Natural-language object grounding data:
•••

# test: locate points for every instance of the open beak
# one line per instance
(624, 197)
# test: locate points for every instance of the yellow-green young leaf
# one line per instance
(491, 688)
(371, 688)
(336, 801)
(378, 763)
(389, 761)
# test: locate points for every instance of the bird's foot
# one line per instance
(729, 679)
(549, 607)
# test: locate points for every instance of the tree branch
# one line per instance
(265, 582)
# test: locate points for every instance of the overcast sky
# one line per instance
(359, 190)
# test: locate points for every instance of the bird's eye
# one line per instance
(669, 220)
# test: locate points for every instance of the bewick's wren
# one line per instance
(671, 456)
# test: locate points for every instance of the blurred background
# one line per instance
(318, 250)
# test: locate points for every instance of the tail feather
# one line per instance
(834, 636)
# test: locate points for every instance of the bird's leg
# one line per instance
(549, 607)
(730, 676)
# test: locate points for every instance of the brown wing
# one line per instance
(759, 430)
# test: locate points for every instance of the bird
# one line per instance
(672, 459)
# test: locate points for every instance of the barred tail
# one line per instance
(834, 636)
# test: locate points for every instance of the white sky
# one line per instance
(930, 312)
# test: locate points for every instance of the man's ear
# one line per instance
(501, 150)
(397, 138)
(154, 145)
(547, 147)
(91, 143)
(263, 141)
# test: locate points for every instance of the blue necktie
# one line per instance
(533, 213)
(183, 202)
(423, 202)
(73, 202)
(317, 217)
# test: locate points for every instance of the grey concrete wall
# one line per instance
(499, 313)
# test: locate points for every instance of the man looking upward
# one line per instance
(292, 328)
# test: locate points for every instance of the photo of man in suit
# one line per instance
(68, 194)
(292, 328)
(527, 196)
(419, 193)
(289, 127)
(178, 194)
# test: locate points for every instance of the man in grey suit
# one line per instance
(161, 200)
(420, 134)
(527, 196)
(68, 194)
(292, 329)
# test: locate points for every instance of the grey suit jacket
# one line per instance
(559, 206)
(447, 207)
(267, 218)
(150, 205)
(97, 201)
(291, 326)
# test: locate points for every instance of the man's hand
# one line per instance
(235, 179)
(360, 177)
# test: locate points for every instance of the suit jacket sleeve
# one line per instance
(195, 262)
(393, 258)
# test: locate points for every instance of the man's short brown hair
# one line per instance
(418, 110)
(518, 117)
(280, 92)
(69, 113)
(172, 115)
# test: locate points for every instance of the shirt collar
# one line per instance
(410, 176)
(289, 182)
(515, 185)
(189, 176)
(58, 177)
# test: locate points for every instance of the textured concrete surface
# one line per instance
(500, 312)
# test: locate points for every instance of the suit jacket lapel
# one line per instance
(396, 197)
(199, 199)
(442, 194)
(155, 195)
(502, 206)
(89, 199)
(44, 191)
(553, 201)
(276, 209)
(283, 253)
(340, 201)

•••

TASK GOAL — Find the lines in the data that include "concrete", then copy each of them.

ANSWER AREA —
# test: locate points for every instance of the grey concrete wall
# test: locate points for every instance of the textured concrete surface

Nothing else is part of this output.